## BEGIN Data rows
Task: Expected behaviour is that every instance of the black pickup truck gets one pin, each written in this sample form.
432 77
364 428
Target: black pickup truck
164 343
## END Data rows
▶ Task prompt:
Please reproduce the listing above line for line, changing nothing.

▶ Solution to this exercise:
Task: Expected behaviour is that every instance of the black pickup truck gets one pin, each written in this sample form.
432 77
364 428
Target: black pickup truck
164 343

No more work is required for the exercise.